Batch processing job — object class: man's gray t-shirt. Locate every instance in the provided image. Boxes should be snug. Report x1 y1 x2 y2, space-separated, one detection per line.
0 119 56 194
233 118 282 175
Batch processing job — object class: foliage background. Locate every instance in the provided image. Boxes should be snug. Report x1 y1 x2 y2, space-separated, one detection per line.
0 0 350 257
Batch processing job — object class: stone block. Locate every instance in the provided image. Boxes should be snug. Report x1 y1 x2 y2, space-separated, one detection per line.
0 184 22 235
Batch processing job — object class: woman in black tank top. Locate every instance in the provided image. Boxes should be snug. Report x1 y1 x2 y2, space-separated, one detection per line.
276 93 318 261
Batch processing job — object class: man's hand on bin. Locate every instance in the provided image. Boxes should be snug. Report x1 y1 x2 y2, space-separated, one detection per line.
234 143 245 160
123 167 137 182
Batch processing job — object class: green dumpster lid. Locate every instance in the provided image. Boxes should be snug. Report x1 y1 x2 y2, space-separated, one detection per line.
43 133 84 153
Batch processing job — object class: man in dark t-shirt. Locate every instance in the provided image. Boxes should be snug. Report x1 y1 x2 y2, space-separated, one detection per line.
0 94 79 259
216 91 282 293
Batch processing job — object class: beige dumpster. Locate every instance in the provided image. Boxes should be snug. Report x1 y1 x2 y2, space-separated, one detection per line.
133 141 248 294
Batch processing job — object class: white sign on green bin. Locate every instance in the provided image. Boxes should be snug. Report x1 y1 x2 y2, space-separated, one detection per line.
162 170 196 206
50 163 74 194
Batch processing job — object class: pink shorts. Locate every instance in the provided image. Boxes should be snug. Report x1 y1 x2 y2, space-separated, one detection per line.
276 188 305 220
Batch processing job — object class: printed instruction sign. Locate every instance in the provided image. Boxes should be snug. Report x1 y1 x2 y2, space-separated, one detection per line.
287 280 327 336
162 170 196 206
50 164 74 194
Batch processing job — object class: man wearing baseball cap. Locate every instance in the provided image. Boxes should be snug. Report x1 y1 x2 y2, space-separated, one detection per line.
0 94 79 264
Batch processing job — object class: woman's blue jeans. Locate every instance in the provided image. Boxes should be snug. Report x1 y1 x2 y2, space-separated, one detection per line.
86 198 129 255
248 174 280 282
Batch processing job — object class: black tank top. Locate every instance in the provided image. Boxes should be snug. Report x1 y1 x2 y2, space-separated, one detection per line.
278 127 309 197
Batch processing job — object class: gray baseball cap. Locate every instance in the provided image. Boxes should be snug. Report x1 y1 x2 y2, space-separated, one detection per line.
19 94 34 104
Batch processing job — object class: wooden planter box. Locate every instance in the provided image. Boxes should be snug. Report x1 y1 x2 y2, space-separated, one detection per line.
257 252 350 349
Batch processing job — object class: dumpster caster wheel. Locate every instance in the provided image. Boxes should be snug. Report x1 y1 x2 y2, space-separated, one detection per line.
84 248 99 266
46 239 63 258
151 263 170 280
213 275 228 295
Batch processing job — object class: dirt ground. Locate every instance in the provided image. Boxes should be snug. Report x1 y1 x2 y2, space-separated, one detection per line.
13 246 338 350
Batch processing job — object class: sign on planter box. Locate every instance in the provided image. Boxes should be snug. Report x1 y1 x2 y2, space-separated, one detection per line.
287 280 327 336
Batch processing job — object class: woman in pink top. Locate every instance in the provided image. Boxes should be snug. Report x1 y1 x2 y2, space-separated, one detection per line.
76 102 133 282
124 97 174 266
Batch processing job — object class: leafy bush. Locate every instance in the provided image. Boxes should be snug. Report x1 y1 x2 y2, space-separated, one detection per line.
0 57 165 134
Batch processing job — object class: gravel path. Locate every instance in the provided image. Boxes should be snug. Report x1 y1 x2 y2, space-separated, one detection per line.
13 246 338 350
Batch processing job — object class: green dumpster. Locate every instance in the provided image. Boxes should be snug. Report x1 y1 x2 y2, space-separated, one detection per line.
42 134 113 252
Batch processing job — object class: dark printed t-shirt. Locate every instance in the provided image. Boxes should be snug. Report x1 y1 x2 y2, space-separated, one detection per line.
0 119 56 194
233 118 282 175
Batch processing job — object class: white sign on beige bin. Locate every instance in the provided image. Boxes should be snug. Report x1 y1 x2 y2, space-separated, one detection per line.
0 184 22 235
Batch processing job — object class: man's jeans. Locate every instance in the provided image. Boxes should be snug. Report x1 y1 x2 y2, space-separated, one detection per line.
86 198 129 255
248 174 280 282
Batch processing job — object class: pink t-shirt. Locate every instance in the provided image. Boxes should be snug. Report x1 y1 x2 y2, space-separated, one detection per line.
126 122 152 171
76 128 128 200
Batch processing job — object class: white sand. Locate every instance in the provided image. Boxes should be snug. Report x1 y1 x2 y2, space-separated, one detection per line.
○ ○ ○ ○ ○ ○ ○
→ **EXERCISE OBJECTIVE**
Rescale the stretch from the start of the material through the line containing "216 91 282 293" by writing those lines out again, requests included, with every box coordinate in the answers multiplied by 2.05 and rounded to a whole number, halves rounded up. Leave the request text unchanged.

→ **ANSWER TO THE PROBLEM**
Batch processing job — object class: man's gray t-shirt. Locate every instance in the provided image. Boxes should be snug. Report x1 y1 x2 y2, space-separated, one detection per line.
0 244 115 398
478 242 578 359
Batch processing job — object class: foliage background. Locate every instance in the provided image. Boxes should be snug. Report x1 y1 x2 y2, space-separated, one detection per line.
0 0 718 527
Batch processing job — object class: stone block. Locate every instance in the provided image. Boxes should be snug. Report x1 y1 x2 y2, space-separated, one detection per line.
0 377 45 482
Batch processing job — object class: woman in black tank top. Locate every instance in the provided image. Boxes should be snug. Report x1 y1 x2 y2, space-separated, one detection per line.
566 191 652 535
Batch processing job — object class: man's hand on bin. Locate every instance in the provided image. Boxes should be snug. Report x1 y1 x2 y2, space-separated, one detection per line.
480 293 502 328
252 342 281 373
Batch processing job — object class: green dumpster lid. Locate every instance in the provided image. Boxes should be snug. Report x1 y1 x2 y2, space-separated, one detection per line.
88 273 172 314
Batch processing job — object class: man in dark t-shirt. Locate every instance in the provided image. Boxes should be snug. Report x1 y1 x2 y2, space-separated, one detection per line.
0 193 162 531
443 187 578 601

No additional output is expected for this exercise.